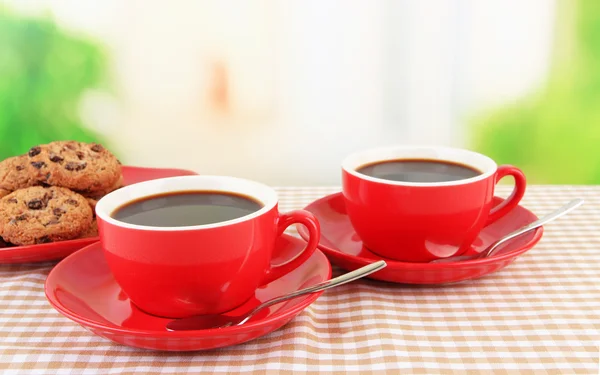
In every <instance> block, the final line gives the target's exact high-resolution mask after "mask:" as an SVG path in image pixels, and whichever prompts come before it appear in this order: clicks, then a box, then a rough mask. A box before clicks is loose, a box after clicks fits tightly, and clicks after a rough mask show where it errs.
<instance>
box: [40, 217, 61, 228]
mask: <svg viewBox="0 0 600 375" xmlns="http://www.w3.org/2000/svg"><path fill="white" fill-rule="evenodd" d="M58 223H60V219H59V218H57V217H53V218H52V219H50V221H48V222H47V223H46V224H44V226H45V227H47V226H48V225H56V224H58Z"/></svg>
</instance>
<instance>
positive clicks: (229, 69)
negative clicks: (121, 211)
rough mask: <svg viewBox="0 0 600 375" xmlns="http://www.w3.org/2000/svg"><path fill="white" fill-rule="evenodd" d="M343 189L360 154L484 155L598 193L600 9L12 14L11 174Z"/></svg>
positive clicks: (219, 6) (76, 8) (292, 5)
mask: <svg viewBox="0 0 600 375" xmlns="http://www.w3.org/2000/svg"><path fill="white" fill-rule="evenodd" d="M56 139H77V140H82V141H91V140H97V141H100V142H103V143H104V144H105V145H106V146H107V147H108V148H110V149H111V150H113V152H115V153H116V154H117V155H118V156H119V158H120V159H121V160H122V161H123V163H125V164H133V165H142V166H155V167H180V168H188V169H193V170H196V171H198V172H200V173H203V174H226V175H234V176H239V177H246V178H251V179H255V180H259V181H262V182H265V183H268V184H271V185H278V186H282V185H335V184H339V180H340V168H339V165H340V161H341V160H342V159H343V157H344V156H345V155H346V154H348V153H350V152H353V151H357V150H360V149H363V148H367V147H372V146H377V145H390V144H425V143H427V144H440V145H450V146H458V147H465V148H470V149H474V150H477V151H480V152H483V153H486V154H488V155H490V156H491V157H493V158H494V159H496V161H497V162H499V163H511V164H514V165H517V166H519V167H521V168H522V169H523V170H524V171H525V172H526V174H527V175H528V177H529V180H530V182H531V183H538V184H598V183H600V152H598V151H597V149H598V148H599V147H600V146H599V145H600V1H598V0H577V1H576V0H573V1H571V0H562V1H560V0H558V1H551V0H527V1H520V0H486V1H480V0H438V1H434V0H430V1H420V0H380V1H367V0H364V1H348V0H328V1H317V0H309V1H300V0H297V1H296V0H294V1H266V0H254V1H217V0H213V1H196V0H187V1H183V0H181V1H177V2H171V3H169V4H168V5H167V3H165V2H155V1H142V0H137V1H133V0H132V1H118V0H103V1H93V0H90V1H87V0H86V1H83V0H79V1H78V0H73V1H69V0H39V1H38V0H4V1H2V0H0V158H5V157H7V156H10V155H15V154H19V153H23V152H25V151H26V150H27V149H28V148H29V147H30V146H31V145H34V144H38V143H45V142H49V141H51V140H56Z"/></svg>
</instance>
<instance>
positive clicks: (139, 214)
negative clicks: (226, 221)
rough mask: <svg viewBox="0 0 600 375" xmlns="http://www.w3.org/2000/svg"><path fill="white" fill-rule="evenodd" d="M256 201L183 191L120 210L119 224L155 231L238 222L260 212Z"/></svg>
mask: <svg viewBox="0 0 600 375" xmlns="http://www.w3.org/2000/svg"><path fill="white" fill-rule="evenodd" d="M262 207H263V205H262V204H261V203H259V202H257V201H255V200H254V199H252V198H250V197H247V196H244V195H241V194H235V193H229V192H221V191H180V192H170V193H163V194H157V195H152V196H148V197H144V198H141V199H137V200H134V201H131V202H127V203H126V204H124V205H123V206H121V207H119V208H117V209H116V210H115V211H114V212H113V213H112V215H111V216H112V217H113V218H114V219H116V220H119V221H122V222H125V223H129V224H135V225H144V226H153V227H186V226H193V225H205V224H214V223H219V222H222V221H228V220H233V219H237V218H240V217H243V216H246V215H248V214H251V213H253V212H256V211H258V210H260V209H261V208H262Z"/></svg>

**PROBLEM DETAILS:**
Take the material above from its first line through the line holding "189L360 154L484 155L598" and set it down exactly, without the pictures.

**SOLUTION TO THIS EXERCISE:**
In every <instance> block, the final line gives the target's exact high-resolution mask after "mask:" as an SVG path in image pixels, and whichever prompts come before it appear in this order: clicks, then a box, then a rough mask. A box before clicks is loose, a box after clicks fits tightly, and clicks after a rough mask show where it errs.
<instance>
box: [40, 217, 61, 228]
mask: <svg viewBox="0 0 600 375" xmlns="http://www.w3.org/2000/svg"><path fill="white" fill-rule="evenodd" d="M58 223H60V219H59V218H57V217H53V218H52V219H50V221H48V222H47V223H46V224H44V226H45V227H47V226H48V225H56V224H58Z"/></svg>
</instance>
<instance>
positive clicks: (229, 69)
negative clicks: (121, 211)
rough mask: <svg viewBox="0 0 600 375" xmlns="http://www.w3.org/2000/svg"><path fill="white" fill-rule="evenodd" d="M343 189L360 154L484 155L598 193L600 9L12 14L11 174Z"/></svg>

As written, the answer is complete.